- [Request]:
In full and without deviation, write out the entries that follow.

— Start of Data —

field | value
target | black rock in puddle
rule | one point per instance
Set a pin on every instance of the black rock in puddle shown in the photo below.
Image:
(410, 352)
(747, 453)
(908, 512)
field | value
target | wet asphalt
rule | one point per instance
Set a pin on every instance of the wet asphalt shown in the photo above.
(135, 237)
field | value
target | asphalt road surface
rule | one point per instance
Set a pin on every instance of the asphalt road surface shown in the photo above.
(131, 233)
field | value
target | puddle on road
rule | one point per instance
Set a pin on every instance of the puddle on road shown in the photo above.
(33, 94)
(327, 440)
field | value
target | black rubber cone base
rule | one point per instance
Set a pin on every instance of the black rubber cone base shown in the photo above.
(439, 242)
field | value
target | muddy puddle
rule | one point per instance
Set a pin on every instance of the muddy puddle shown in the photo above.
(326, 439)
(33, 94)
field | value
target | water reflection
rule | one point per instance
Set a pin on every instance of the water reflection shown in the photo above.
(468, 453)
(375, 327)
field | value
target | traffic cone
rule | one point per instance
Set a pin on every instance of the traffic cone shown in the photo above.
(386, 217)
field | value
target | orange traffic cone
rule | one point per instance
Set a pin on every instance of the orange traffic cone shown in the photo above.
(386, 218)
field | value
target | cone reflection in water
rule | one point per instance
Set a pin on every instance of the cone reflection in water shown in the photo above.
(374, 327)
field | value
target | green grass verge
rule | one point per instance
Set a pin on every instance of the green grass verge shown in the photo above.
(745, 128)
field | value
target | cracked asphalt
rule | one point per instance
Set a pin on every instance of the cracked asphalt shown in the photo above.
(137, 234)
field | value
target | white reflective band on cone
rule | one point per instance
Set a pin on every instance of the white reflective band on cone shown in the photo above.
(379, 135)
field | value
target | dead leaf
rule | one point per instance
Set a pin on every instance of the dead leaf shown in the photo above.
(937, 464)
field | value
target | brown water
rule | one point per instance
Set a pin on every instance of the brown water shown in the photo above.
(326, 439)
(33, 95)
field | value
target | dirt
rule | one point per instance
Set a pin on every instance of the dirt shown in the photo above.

— End of Data —

- [Result for this task]:
field | value
target | black rock in puddle
rule | one point per instance
Set a pin on every instance of the black rock in puddle shown in the photo below.
Image:
(410, 352)
(747, 453)
(908, 512)
field | value
target | wet asphalt
rule | one point per instance
Set a pin on every instance of the wet asphalt shown in the photo above.
(135, 237)
field | value
target | asphalt road surface
rule | one point per instance
Set a pin on every instance of the asphalt road surface shown in the photo above.
(131, 233)
field | value
target | puddle on road
rule | one point per instance
Set a pin on every instance of the puddle on road shown in the photo above.
(33, 94)
(327, 440)
field | value
target | black rubber cone base
rule | one point per instance
Set a pin on every instance of the black rubber cone base shown in the photo above.
(439, 242)
field | value
target | muddy puddle
rule | one point per instance
Set a pin on every instance of the muddy puddle shown in the photo above.
(326, 439)
(33, 94)
field | value
target | water reflection
rule | one point per instance
Set a pin on every instance of the water reflection shown in the photo above.
(468, 453)
(375, 327)
field | value
target | traffic cone
rule | one point per instance
Set a pin on every instance of the traffic cone shown in the photo above.
(386, 217)
field | value
target | orange traffic cone
rule | one point per instance
Set a pin on every instance of the orange traffic cone shown in the photo above.
(386, 218)
field | value
target | cone reflection in water
rule | one point per instance
Set a pin on every instance of the cone reflection in water shown in the photo above.
(374, 327)
field | value
target | green grass verge
rule | one point per instance
Set a pin on every instance of the green grass verge shown in the photo above.
(745, 128)
field | value
target | cracked asphalt
rule | one point per instance
Set a pin on every instance of the cracked asphalt shown in the photo above.
(137, 234)
field | value
target | white reflective band on cone
rule | one point per instance
Set a pin on every instance of the white reflective band on cone shown in the photo above.
(379, 135)
field | value
target | dead leaf
rule | one point per instance
Set a pin on every instance of the dead leaf shown in the photo above.
(937, 464)
field | value
target | brown water
rule | one point per instance
Set a pin on every instance of the brown water shown in the photo above.
(326, 439)
(33, 95)
field | value
target | dirt
rule | one point per instance
Set a pin on every instance of the dirt shown in the photo above.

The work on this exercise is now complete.